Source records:

───

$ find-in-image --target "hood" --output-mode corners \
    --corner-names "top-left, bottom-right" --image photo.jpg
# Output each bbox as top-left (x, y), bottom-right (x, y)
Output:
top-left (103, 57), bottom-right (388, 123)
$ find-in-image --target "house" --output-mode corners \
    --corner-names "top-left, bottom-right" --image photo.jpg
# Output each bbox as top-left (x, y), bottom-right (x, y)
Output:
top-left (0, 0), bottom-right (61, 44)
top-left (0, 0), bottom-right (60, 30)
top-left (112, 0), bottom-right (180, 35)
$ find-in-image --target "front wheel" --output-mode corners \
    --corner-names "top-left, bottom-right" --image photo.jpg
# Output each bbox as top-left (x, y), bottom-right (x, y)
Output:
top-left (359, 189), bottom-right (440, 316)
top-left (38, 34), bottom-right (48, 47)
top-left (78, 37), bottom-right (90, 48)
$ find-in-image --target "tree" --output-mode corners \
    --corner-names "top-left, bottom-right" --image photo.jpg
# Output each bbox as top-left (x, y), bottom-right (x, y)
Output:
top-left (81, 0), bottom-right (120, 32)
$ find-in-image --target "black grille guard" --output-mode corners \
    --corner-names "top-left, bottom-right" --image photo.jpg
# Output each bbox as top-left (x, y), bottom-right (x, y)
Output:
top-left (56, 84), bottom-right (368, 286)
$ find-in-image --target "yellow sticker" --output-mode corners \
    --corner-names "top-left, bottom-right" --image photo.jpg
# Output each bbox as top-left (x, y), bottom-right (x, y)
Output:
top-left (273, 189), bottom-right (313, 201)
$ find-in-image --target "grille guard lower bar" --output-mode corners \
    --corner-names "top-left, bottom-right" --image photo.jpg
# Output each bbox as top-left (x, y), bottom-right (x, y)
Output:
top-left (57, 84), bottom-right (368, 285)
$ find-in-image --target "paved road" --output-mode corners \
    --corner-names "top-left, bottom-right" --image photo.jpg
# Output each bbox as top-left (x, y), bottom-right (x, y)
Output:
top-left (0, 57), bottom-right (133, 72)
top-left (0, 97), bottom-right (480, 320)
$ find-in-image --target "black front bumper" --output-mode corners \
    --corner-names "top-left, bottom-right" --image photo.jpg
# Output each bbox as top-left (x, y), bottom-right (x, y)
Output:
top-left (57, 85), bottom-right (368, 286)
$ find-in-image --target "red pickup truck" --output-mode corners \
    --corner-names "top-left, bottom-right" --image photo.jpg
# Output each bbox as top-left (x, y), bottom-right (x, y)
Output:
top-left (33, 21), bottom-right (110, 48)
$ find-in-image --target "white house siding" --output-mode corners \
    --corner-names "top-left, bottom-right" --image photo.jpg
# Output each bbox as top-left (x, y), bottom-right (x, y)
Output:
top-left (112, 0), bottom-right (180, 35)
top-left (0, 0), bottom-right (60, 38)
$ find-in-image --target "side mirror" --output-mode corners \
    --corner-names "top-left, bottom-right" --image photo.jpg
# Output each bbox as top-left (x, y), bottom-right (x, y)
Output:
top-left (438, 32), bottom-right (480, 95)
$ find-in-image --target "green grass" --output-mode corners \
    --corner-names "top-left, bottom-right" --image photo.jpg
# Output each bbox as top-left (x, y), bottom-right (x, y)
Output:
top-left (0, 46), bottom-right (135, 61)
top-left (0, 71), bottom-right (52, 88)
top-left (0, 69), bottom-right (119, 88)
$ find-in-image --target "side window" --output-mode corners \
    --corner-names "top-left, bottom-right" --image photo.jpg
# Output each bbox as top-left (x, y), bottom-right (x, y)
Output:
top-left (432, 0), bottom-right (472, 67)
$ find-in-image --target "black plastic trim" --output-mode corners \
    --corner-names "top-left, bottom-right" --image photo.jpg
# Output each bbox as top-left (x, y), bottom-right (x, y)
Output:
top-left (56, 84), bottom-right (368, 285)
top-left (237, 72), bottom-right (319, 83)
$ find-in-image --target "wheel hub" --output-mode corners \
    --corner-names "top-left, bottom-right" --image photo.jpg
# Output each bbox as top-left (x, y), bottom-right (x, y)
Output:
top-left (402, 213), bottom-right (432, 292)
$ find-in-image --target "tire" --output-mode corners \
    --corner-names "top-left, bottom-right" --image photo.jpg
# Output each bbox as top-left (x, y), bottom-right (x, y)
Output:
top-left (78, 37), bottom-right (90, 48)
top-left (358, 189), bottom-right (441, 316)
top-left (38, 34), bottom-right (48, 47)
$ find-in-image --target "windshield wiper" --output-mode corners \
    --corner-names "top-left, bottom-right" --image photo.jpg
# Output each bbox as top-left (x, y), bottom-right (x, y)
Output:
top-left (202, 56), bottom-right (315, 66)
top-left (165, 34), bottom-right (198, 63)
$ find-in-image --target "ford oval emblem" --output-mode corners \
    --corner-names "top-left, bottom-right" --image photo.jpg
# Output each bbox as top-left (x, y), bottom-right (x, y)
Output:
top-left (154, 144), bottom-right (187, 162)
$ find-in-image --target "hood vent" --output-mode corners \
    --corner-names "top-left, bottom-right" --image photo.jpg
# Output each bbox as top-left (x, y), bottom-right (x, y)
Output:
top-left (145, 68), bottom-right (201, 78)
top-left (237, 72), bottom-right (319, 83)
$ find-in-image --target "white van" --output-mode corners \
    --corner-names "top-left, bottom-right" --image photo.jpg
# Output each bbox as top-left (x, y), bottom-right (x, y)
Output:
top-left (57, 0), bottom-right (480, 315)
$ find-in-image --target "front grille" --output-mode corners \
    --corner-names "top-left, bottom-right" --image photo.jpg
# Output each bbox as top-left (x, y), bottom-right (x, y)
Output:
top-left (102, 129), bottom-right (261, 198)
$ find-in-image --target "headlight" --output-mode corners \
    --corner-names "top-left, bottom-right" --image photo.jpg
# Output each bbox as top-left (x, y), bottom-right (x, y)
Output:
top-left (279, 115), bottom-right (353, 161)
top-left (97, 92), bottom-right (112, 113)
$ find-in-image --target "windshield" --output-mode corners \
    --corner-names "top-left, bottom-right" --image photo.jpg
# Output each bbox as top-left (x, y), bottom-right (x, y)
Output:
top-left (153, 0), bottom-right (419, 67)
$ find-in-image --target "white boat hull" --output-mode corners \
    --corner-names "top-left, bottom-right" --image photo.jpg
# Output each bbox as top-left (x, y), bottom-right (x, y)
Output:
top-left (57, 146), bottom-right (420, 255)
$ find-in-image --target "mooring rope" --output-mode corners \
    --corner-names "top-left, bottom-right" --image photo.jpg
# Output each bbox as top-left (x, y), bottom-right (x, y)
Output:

───

**Task description**. Please edit the items from the first line through the line containing "top-left (56, 84), bottom-right (368, 286)", changing every "photo.jpg" to "image.jpg" and leaving all else as is. Return only those lines.

**Output for this task**.
$ find-in-image --target "hood" --output-mode corners \
    --corner-names "top-left, bottom-right" --image image.jpg
# Output each bbox as top-left (x, y), bottom-right (x, y)
Output:
top-left (103, 57), bottom-right (388, 123)
$ find-in-image --target "house" --output-mode corners \
    --corner-names "top-left, bottom-right" --image image.jpg
# Output each bbox as top-left (x, y), bottom-right (x, y)
Output:
top-left (0, 0), bottom-right (61, 44)
top-left (0, 0), bottom-right (60, 30)
top-left (112, 0), bottom-right (180, 35)
$ find-in-image --target "front wheel" --output-mode corners \
    --corner-names "top-left, bottom-right" --image image.jpg
# Output each bbox as top-left (x, y), bottom-right (x, y)
Output:
top-left (359, 189), bottom-right (440, 316)
top-left (38, 34), bottom-right (48, 47)
top-left (78, 37), bottom-right (90, 48)
$ find-in-image --target "tree" --output-mode corners \
    --corner-names "top-left, bottom-right" --image image.jpg
# Output each bbox as top-left (x, y), bottom-right (x, y)
Output:
top-left (81, 0), bottom-right (120, 32)
$ find-in-image --target "black grille guard" --output-mode corners \
    --corner-names "top-left, bottom-right" --image image.jpg
# Output each bbox as top-left (x, y), bottom-right (x, y)
Output:
top-left (56, 84), bottom-right (368, 286)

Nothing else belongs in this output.